Start of Dataset entries

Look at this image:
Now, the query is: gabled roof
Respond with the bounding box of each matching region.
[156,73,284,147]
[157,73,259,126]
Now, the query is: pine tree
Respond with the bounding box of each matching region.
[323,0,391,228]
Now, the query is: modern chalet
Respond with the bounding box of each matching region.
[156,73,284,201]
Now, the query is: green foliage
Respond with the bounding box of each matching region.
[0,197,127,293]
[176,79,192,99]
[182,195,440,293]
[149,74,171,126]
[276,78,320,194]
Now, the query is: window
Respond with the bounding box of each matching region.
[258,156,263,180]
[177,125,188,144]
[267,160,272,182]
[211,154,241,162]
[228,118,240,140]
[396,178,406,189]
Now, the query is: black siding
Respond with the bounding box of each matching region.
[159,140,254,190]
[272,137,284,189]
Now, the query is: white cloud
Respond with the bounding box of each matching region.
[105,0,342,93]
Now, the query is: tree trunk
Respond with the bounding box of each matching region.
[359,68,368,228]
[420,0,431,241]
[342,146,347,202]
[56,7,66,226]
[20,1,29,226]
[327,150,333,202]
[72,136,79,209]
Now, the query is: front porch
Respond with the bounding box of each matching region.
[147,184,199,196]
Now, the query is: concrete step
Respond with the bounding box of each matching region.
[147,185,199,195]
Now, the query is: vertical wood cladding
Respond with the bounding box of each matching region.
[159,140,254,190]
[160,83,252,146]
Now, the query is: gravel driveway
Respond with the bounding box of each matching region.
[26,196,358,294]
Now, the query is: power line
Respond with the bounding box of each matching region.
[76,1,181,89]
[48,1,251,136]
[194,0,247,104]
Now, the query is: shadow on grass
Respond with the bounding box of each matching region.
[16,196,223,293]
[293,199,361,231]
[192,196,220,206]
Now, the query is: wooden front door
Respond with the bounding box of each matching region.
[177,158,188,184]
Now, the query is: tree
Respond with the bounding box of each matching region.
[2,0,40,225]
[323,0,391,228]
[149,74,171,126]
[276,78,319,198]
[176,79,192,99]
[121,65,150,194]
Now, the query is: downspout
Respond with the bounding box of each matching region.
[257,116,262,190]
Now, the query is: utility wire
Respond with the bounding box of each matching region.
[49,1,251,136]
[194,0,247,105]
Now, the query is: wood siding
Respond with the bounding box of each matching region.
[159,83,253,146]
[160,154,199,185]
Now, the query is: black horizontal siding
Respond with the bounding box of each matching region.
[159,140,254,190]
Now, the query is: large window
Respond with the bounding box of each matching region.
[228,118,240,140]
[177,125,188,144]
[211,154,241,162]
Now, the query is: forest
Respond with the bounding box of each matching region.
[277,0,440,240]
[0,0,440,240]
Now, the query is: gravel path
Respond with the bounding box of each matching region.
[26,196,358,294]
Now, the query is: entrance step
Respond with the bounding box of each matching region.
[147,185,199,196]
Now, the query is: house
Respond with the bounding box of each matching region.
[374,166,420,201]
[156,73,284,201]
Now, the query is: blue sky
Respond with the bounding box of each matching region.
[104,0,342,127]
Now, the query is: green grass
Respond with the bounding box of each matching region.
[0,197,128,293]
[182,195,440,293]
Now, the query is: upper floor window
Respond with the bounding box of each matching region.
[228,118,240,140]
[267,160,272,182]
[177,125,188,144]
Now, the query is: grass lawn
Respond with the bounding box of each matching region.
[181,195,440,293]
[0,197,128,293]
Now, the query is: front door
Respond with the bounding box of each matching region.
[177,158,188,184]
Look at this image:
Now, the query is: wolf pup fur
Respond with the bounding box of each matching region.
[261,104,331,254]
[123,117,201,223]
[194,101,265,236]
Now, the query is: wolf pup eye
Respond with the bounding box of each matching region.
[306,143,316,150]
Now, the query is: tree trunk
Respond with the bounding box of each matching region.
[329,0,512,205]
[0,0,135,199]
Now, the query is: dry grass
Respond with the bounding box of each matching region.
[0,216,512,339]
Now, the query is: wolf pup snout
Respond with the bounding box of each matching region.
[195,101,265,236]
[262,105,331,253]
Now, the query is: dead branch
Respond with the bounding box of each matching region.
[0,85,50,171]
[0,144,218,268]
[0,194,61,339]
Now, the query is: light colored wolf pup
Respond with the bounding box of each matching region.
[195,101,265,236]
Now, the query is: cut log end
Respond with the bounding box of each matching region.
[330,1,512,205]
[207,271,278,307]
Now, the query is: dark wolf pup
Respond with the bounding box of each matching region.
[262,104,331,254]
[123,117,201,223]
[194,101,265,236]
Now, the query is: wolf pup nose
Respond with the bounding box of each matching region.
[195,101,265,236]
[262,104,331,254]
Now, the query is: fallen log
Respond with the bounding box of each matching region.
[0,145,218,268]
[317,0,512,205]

End of Dataset entries

**Requirement**
Copy every row above again, word for word, in the same order.

**Response**
Look at this image:
Now, the query is: gabled roof
Respond with the bounding box of each matching region.
[156,73,284,147]
[157,73,259,126]
Now, the query is: pine tree
Respond with the bounding box of each matching region.
[323,0,391,228]
Now, the query is: modern chalet
Respond with the bounding box of each matching region.
[156,73,284,201]
Now, the query is: green foliage
Respond with the bounding box of each matching region.
[0,197,127,293]
[176,79,192,99]
[182,195,440,293]
[149,74,171,126]
[276,78,320,194]
Now, the query is: window
Respond with the bounding box of each matching region.
[258,156,263,180]
[177,125,188,144]
[267,160,272,182]
[211,154,241,162]
[228,118,240,140]
[396,178,406,189]
Now, the query is: black siding
Respond with the bounding box of each matching region.
[159,140,254,190]
[272,137,284,189]
Now, the query is: white cloud
Respond with the bounding box of each matching region.
[105,0,342,93]
Now, the query is: tree trunk
Respond with the bounding box of each matching region.
[359,68,368,228]
[420,0,431,241]
[342,146,347,202]
[56,7,66,226]
[20,1,29,226]
[327,150,333,202]
[72,136,79,209]
Now, the query is: front porch
Respond with the bounding box of each matching region.
[147,184,199,196]
Now, the query is: concrete step
Respond with the bounding box of each matching region.
[147,185,199,195]
Now, the query is: vertical wood cladding
Respond with the bounding box of each matching region.
[159,140,254,190]
[160,83,252,146]
Now, the query is: gravel driveway
Respond with the bounding box of each matching region.
[26,196,358,294]
Now, the query is: power line
Respond with the bounding box of each matching region.
[76,1,181,89]
[48,1,251,136]
[194,0,247,104]
Now, the query is: shadow on grass
Respond with the bounding box of each matching region.
[16,196,223,293]
[293,199,361,231]
[192,196,220,206]
Now, the query is: wooden front door
Respond with the bounding box of each matching region.
[177,158,188,184]
Now, the query is: tree
Respond with the bounding box of each matching region.
[2,0,40,225]
[323,0,391,228]
[149,74,171,126]
[276,78,319,198]
[176,79,192,99]
[121,65,150,194]
Now, the query is: downspout
Respond with the bounding box of each matching region.
[257,116,262,190]
Now, the query is: utility wire
Respond with the bounding box of each matching region.
[49,1,251,136]
[194,0,247,105]
Now, the query is: wood siding
Respond with the bounding box of each matching region.
[159,83,253,146]
[160,154,199,185]
Now, the query is: black horizontal siding
Respond with the bounding box of each matching region.
[159,140,254,190]
Now, the query is: large window
Respond with the bounding box of each matching region.
[228,118,240,140]
[177,125,188,144]
[211,154,241,162]
Now, the query is: forest
Respond with the bounding box of each matching region.
[277,0,440,240]
[0,0,440,240]
Now, the query is: gravel path
Respond with the bounding box of each matching region.
[26,196,358,294]
Now, the query is: entrance step
Respond with the bounding box of each matching region.
[147,185,199,196]
Now, the query is: house
Respond with the bounding box of each matching region.
[374,166,420,201]
[156,73,284,201]
Now, the query is: blue sky
Respond with the bounding box of each matching region.
[104,0,342,127]
Now, the query is: green grass
Respond with the bounding box of each matching region.
[0,197,128,293]
[182,195,440,293]
Now, the query is: upper floor window
Respond with the bounding box of each matching region.
[228,118,240,140]
[267,160,272,182]
[177,125,188,144]
Now, the query is: grass lawn
Respond with the bounding box of each matching region.
[181,195,440,293]
[0,197,128,293]
Now, the query is: front door
Respond with the bounding box of each matching region.
[177,158,188,184]
Look at this image:
Now, the query is: wolf pup fur
Respond with the bounding box of each matching region.
[261,104,331,254]
[123,117,201,223]
[194,101,265,236]
Now, the query is: wolf pup eye
Respond with the bounding box of each matching region.
[306,143,316,150]
Now, the query is: tree trunk
Respond with the bounding box of each matching region.
[329,0,512,205]
[0,0,135,199]
Now, the query is: dry grass
Respond with the bounding box of each matching region.
[0,216,512,339]
Now, the query is: wolf pup snout
Respond with the bounding box of each matching region.
[195,101,265,236]
[262,105,331,253]
Now, the query is: dead branch
Respond with the bounding box of each matching region.
[0,85,50,171]
[0,144,218,268]
[0,194,61,339]
Now, the query is: light colored wolf pup
Respond with the bounding box of each matching region.
[195,101,265,236]
Now, the query is: cut log end
Respond with the bounding box of each matching region.
[330,1,512,205]
[207,271,278,307]
Now, the query is: dark wolf pup
Respond with the bounding box of each matching region.
[262,104,331,254]
[123,117,201,223]
[194,101,265,236]
Now, the query is: wolf pup nose
Respond with the bounding box of each matching region.
[195,101,265,236]
[262,104,331,254]
Now, the query is: fallen log
Respond with the bounding box of each matching region.
[0,145,218,268]
[317,0,512,205]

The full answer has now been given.